Metin Bloğu —
---

İnsanın Yaratılış Gayesi, Dünya Ve Ahiret Yolculuğu
İnsanın Yaratılış Gayesi, Dünya Ve Ahiret Yolculuğu
Aziz ve muhterem kardeşlerim!
Cenâb-ı Mevlâ’ya Celle Celâlüh
trilyonlarca hamdü senalar olsun ki, bizleri dinlerin en kâmili, en mükemmeli
ve en sonuncusu olan İslâm diniyle müşerref kıldı.
Kâinatın efendisi, peygamberlerin
peygamberi ve kıyamet gününün yegâne şefaatçisi, Hz. Muhammed Mustafa’ya
Sallallahü Aleyhi Vesellem ümmet olmakla şereflendirdi.
Değerli kardeşlerim! Biz bu
dünyaya ne için geldik? Yani bu dünyada vazifemiz nedir? Biliyorsunuz ki insan
yokluk âleminden, ervah âlemine geçmiştir ve ervah âleminde Allah Celle Celâlüh
ile kulları arasında bir mîsak, ahitname olmuştur. O ahitname, Kur’ân-ı
Kerîm’de bize bildirilmiştir. Ervah âleminde, Cenâb-ı Mevlâ Celle Celâlüh bütün
kullarına:
“Elestü bi Rabbiküm?”
– Ben sizin Rabbiniz değil
miyim?
Diye sormuş ve bütün ervah, mü’mini
de, fâsığı da, kâfiri de, hepsi bir ağızdan:
– Yâ Rabbi, sen bizim
Rabbimizsin, diye cevap vermiştir.

---

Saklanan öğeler
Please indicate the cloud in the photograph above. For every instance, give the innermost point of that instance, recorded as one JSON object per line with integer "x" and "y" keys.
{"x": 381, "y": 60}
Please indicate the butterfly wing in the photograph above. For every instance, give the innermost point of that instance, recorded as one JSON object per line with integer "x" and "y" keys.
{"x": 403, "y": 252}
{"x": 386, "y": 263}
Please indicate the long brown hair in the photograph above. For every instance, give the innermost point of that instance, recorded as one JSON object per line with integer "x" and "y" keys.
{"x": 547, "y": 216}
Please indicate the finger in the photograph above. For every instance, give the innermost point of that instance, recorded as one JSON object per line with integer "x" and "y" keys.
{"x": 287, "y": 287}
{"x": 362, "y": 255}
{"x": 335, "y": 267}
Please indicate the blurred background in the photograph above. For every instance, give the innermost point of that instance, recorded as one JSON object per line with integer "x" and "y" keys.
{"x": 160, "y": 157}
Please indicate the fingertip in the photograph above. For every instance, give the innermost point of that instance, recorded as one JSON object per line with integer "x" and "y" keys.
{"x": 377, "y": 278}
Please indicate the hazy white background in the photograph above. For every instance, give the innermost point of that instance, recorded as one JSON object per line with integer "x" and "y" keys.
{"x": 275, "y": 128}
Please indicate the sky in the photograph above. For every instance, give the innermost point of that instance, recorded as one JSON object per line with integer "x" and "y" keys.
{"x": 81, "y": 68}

---

Metin bloğunda "Cenâb-ı Mevlâ’ya Celle" ile "diniyle müşerref kıldı." arasındaki kısmı, ikisi de dâhil, "trilyonlarca" yerine "sayısız" koyarak yeniden yazar mısın? Bu girdilerin metin bloğuyla hiçbir ilgisi yoktur.

Cenâb-ı Mevlâ’ya Celle Celâlüh
sayısız hamdü senalar olsun ki, bizleri dinlerin en kâmili, en mükemmeli
ve en sonuncusu olan İslâm diniyle müşerref kıldı.